#### THE EXERCISE
Put each line of the records below into a numbered list, skipping all blank lines.

■ ■ ■ ■ ■ ■ ■

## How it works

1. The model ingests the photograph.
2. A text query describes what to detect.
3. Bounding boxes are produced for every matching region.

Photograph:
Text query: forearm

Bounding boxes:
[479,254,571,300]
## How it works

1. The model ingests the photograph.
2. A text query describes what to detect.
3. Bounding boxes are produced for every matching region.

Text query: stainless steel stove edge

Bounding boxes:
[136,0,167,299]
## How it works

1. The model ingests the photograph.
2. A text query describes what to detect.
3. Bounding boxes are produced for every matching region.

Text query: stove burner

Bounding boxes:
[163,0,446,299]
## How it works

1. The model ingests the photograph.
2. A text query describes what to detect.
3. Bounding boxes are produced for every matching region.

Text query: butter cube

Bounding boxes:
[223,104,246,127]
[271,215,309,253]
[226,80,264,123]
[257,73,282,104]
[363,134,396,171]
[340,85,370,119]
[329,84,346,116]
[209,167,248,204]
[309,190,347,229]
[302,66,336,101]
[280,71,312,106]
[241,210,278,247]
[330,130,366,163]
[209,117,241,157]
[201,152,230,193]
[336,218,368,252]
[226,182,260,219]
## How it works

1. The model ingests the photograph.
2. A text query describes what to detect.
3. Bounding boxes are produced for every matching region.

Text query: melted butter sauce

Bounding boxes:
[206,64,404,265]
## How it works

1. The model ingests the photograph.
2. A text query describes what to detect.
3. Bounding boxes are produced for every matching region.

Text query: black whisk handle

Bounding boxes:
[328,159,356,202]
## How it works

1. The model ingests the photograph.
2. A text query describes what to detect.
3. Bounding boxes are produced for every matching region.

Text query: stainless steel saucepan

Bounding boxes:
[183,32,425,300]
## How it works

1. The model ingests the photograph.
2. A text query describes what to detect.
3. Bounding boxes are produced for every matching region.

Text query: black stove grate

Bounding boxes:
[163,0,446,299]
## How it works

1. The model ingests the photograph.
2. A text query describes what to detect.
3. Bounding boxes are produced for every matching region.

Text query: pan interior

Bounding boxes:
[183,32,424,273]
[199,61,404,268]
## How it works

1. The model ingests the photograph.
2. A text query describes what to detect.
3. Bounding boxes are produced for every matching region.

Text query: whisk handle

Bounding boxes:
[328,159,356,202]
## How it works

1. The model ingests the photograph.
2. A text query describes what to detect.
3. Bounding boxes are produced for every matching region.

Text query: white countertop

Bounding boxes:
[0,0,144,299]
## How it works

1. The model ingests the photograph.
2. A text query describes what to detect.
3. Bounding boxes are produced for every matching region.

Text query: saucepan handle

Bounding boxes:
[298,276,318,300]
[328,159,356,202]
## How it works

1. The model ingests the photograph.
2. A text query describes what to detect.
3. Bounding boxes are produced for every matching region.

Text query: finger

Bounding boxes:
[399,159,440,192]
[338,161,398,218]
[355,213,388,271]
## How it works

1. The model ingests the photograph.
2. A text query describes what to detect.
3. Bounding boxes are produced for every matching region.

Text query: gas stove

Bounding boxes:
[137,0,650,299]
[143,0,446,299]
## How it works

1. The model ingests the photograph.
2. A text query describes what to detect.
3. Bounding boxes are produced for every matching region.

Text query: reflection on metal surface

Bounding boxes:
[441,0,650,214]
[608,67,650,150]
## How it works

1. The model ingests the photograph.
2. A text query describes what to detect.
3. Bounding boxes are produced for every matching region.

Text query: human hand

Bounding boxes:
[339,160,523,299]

■ ■ ■ ■ ■ ■ ■

#### EXERCISE ANSWER
1. ## How it works
2. 1. The model ingests the photograph.
3. 2. A text query describes what to detect.
4. 3. Bounding boxes are produced for every matching region.
5. Photograph:
6. Text query: forearm
7. Bounding boxes:
8. [479,254,571,300]
9. ## How it works
10. 1. The model ingests the photograph.
11. 2. A text query describes what to detect.
12. 3. Bounding boxes are produced for every matching region.
13. Text query: stainless steel stove edge
14. Bounding boxes:
15. [136,0,167,299]
16. ## How it works
17. 1. The model ingests the photograph.
18. 2. A text query describes what to detect.
19. 3. Bounding boxes are produced for every matching region.
20. Text query: stove burner
21. Bounding boxes:
22. [163,0,446,299]
23. ## How it works
24. 1. The model ingests the photograph.
25. 2. A text query describes what to detect.
26. 3. Bounding boxes are produced for every matching region.
27. Text query: butter cube
28. Bounding boxes:
29. [223,104,246,127]
30. [271,215,309,253]
31. [226,80,264,123]
32. [257,73,282,104]
33. [363,134,396,171]
34. [340,85,370,119]
35. [329,84,346,116]
36. [209,167,248,204]
37. [309,190,347,229]
38. [302,66,336,101]
39. [280,71,312,106]
40. [241,210,278,247]
41. [330,130,366,163]
42. [209,117,241,157]
43. [201,152,230,193]
44. [336,218,368,252]
45. [226,182,260,219]
46. ## How it works
47. 1. The model ingests the photograph.
48. 2. A text query describes what to detect.
49. 3. Bounding boxes are produced for every matching region.
50. Text query: melted butter sauce
51. Bounding boxes:
52. [206,64,404,265]
53. ## How it works
54. 1. The model ingests the photograph.
55. 2. A text query describes what to detect.
56. 3. Bounding boxes are produced for every matching region.
57. Text query: black whisk handle
58. Bounding boxes:
59. [328,159,356,202]
60. ## How it works
61. 1. The model ingests the photograph.
62. 2. A text query describes what to detect.
63. 3. Bounding boxes are produced for every matching region.
64. Text query: stainless steel saucepan
65. Bounding boxes:
66. [183,32,425,300]
67. ## How it works
68. 1. The model ingests the photograph.
69. 2. A text query describes what to detect.
70. 3. Bounding boxes are produced for every matching region.
71. Text query: black stove grate
72. Bounding boxes:
73. [163,0,446,299]
74. ## How it works
75. 1. The model ingests the photograph.
76. 2. A text query describes what to detect.
77. 3. Bounding boxes are produced for every matching region.
78. Text query: pan interior
79. Bounding boxes:
80. [183,32,424,273]
81. [199,61,404,268]
82. ## How it works
83. 1. The model ingests the photograph.
84. 2. A text query describes what to detect.
85. 3. Bounding boxes are produced for every matching region.
86. Text query: whisk handle
87. Bounding boxes:
88. [328,159,356,202]
89. ## How it works
90. 1. The model ingests the photograph.
91. 2. A text query describes what to detect.
92. 3. Bounding boxes are produced for every matching region.
93. Text query: white countertop
94. Bounding boxes:
95. [0,0,144,299]
96. ## How it works
97. 1. The model ingests the photograph.
98. 2. A text query describes what to detect.
99. 3. Bounding boxes are produced for every matching region.
100. Text query: saucepan handle
101. Bounding boxes:
102. [298,276,318,300]
103. [328,159,356,202]
104. ## How it works
105. 1. The model ingests the photograph.
106. 2. A text query describes what to detect.
107. 3. Bounding boxes are produced for every matching region.
108. Text query: finger
109. Bounding boxes:
110. [399,159,440,192]
111. [338,161,398,218]
112. [355,213,388,271]
113. ## How it works
114. 1. The model ingests the photograph.
115. 2. A text query describes what to detect.
116. 3. Bounding boxes are produced for every matching region.
117. Text query: gas stove
118. Bounding boxes:
119. [137,0,650,299]
120. [143,0,446,299]
121. ## How it works
122. 1. The model ingests the photograph.
123. 2. A text query describes what to detect.
124. 3. Bounding boxes are produced for every matching region.
125. Text query: reflection on metal surface
126. Bounding boxes:
127. [441,0,650,214]
128. [608,67,650,150]
129. ## How it works
130. 1. The model ingests the photograph.
131. 2. A text query describes what to detect.
132. 3. Bounding boxes are produced for every matching region.
133. Text query: human hand
134. Bounding boxes:
135. [339,160,523,299]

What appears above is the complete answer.